Task directions: Each entry is to be output as written, so that none is missing.

Items listed in a dataset
- - - - - - -
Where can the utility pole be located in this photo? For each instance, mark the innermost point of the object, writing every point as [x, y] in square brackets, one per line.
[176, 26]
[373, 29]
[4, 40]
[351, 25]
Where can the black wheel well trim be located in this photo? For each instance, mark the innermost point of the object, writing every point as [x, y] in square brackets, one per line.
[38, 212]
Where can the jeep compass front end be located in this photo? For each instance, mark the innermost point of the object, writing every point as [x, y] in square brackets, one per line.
- - - - - - -
Exercise solution:
Where can the utility pole be located in this photo? For each instance, mark the innermost point of the object, writing every point as [x, y] in square brackets, one per line.
[176, 26]
[373, 29]
[4, 40]
[351, 25]
Where can the black wheel well trim be located in this photo? For each instance, mark the innermost point of the object, writing every point as [x, y] in square brackets, one per line.
[38, 212]
Where can the jeep compass front end be located in this photo? For each instance, mark the innermost point of the object, writing every point as [x, y] in square brackets, one per line.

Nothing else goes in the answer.